A tarefa
Selecione na listagem abaixo todas as linhas que contêm a palavra "compound" e copie-as.

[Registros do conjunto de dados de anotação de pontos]
╔══
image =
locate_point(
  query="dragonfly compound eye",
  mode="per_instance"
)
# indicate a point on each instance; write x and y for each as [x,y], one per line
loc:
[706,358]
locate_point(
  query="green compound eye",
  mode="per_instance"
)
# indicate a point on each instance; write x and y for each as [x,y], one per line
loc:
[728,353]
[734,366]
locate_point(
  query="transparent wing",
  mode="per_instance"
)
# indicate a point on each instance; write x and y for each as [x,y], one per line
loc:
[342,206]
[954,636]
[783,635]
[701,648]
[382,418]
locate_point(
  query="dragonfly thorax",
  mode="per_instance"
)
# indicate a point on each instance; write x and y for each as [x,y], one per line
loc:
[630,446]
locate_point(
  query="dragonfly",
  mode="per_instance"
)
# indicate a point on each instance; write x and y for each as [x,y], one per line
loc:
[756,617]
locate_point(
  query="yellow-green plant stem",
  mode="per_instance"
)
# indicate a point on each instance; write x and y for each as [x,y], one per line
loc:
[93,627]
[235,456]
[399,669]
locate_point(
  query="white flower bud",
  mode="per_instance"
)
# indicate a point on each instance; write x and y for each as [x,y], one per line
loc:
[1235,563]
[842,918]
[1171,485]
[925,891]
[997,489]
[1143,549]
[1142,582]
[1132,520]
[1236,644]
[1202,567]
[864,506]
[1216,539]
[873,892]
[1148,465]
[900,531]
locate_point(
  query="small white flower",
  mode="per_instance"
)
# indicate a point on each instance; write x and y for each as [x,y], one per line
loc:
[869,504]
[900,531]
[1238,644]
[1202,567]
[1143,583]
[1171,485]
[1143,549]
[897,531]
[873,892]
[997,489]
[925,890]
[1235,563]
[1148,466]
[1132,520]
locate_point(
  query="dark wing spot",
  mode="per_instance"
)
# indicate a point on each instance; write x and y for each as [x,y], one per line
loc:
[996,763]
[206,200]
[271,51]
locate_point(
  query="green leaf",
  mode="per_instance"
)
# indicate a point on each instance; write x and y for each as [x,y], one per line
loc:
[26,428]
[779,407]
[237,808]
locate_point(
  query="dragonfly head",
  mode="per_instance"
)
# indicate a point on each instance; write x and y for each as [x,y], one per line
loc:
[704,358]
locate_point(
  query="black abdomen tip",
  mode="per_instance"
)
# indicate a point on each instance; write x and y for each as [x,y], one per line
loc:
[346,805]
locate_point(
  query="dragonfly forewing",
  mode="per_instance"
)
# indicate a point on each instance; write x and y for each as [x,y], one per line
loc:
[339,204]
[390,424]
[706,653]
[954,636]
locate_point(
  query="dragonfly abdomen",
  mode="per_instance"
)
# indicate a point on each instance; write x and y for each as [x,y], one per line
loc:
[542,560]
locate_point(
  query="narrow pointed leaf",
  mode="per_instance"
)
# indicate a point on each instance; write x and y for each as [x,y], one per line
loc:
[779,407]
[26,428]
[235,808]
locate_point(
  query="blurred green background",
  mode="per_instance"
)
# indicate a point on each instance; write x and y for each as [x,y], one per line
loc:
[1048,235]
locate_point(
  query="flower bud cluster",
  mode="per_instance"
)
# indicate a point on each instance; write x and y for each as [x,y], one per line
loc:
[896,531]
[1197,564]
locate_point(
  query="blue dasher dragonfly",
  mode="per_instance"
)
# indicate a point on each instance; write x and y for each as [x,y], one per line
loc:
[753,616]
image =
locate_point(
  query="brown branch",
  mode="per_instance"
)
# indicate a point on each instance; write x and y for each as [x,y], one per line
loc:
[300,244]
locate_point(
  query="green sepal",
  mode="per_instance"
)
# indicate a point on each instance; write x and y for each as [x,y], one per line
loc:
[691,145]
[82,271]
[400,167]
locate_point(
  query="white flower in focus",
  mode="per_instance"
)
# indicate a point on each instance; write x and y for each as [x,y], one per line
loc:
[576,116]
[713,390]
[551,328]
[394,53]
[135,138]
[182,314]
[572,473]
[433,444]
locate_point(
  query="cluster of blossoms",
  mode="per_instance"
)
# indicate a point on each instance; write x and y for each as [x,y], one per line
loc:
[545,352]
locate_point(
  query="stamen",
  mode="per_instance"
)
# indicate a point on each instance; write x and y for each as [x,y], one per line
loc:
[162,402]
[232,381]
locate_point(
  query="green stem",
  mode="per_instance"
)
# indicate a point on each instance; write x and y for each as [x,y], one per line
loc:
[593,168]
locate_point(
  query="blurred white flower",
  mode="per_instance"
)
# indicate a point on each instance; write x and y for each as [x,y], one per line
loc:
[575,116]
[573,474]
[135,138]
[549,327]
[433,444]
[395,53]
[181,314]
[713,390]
╚══
Resultado do exercício
  query="dragonfly compound eye",
  query="green compound eye",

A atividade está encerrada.